* _Records excerpted from a collection_
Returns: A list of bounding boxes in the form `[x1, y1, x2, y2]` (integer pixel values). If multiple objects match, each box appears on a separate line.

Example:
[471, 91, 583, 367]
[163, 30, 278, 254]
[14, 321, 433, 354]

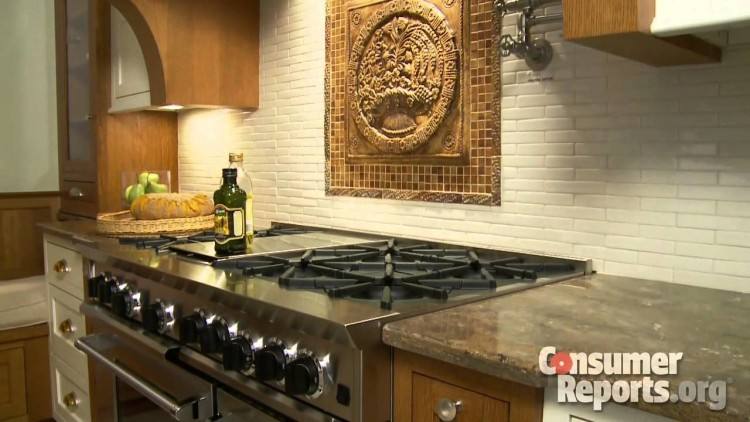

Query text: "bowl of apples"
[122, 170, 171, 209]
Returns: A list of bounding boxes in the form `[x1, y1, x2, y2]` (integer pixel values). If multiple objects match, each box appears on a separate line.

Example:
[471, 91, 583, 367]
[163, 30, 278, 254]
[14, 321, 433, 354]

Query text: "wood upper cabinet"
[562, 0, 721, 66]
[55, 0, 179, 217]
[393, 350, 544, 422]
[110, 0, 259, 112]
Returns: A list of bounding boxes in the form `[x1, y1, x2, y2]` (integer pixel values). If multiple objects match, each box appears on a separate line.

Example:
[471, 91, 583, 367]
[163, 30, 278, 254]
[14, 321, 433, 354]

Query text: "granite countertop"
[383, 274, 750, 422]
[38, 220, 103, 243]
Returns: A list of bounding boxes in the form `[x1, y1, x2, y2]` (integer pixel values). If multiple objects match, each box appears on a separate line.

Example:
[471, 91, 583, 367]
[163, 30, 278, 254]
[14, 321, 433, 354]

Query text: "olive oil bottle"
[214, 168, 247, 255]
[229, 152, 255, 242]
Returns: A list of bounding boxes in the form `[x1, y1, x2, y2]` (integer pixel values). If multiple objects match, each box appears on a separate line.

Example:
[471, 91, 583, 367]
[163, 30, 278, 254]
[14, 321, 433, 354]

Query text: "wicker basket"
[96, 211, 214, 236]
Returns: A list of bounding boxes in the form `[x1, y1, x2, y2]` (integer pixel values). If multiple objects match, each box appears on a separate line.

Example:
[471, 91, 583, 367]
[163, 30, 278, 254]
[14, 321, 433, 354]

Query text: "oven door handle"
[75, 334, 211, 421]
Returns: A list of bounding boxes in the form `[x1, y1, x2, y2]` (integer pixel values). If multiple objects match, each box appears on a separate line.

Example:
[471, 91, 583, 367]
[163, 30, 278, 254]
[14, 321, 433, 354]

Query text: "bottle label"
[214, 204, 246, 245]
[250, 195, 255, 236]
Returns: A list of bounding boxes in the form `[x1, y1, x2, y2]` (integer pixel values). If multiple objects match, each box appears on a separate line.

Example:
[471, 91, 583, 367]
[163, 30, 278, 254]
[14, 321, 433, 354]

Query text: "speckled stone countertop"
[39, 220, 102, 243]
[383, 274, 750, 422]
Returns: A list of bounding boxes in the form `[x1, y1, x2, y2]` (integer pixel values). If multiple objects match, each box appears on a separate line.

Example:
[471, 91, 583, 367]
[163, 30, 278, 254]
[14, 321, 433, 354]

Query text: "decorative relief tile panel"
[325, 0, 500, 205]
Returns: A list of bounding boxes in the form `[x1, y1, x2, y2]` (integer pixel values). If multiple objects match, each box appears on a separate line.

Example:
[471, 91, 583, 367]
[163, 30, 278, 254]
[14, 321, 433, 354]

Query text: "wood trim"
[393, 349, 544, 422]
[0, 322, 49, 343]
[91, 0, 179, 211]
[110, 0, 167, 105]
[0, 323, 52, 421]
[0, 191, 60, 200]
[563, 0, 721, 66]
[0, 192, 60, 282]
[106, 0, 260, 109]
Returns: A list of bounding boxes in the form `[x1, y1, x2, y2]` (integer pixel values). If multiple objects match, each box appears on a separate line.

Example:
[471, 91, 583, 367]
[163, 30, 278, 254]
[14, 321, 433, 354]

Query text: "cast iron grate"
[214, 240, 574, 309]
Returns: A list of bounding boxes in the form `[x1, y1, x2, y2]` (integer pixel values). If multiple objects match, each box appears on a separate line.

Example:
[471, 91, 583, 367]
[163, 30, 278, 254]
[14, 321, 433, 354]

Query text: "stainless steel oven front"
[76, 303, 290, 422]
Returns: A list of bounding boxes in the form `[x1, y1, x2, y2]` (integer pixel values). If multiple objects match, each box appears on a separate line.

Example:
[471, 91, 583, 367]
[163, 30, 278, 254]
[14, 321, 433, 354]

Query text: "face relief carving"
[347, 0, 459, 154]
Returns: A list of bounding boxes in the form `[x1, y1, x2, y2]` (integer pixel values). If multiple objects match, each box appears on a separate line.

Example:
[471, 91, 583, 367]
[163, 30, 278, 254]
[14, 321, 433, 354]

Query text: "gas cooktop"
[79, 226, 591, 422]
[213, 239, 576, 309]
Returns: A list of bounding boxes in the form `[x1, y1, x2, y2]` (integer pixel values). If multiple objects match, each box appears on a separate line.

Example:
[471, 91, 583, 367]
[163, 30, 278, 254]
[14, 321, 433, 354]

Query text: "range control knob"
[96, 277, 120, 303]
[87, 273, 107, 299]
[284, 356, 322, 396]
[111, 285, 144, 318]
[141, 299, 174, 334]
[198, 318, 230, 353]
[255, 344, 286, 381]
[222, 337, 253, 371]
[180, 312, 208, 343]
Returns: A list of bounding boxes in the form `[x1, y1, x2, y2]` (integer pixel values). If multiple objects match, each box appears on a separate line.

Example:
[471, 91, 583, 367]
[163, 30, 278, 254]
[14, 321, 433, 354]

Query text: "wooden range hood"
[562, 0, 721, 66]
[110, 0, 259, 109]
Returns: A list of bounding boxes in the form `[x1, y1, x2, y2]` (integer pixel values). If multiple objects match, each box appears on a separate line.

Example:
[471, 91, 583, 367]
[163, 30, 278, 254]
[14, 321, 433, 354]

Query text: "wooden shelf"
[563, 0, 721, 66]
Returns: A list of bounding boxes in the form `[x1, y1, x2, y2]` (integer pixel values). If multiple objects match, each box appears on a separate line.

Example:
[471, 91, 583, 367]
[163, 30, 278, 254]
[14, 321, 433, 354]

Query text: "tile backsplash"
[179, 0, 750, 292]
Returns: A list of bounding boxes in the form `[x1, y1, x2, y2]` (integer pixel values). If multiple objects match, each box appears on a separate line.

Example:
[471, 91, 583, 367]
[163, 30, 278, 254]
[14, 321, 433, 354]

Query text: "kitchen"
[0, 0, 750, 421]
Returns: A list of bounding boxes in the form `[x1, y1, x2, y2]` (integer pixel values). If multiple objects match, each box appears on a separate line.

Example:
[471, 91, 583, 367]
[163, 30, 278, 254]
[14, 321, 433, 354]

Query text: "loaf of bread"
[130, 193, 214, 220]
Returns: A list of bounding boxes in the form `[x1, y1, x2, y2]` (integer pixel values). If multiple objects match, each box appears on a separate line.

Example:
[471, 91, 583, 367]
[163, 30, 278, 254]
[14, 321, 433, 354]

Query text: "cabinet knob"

* _Aim_
Please lay out the material from its start through the line containing "[122, 170, 171, 209]" as a numbered list, with blank lines and pictures omitted.

* _Problem solution_
1. Returns: A list of bounding boxes in the form `[x1, y1, x2, y2]` (integer pixel values). If multiple objects match, each box appears on a separate line.
2. Example:
3. [471, 91, 583, 367]
4. [163, 30, 278, 254]
5. [14, 321, 433, 354]
6. Query text: "bowl of apples"
7. [122, 170, 171, 209]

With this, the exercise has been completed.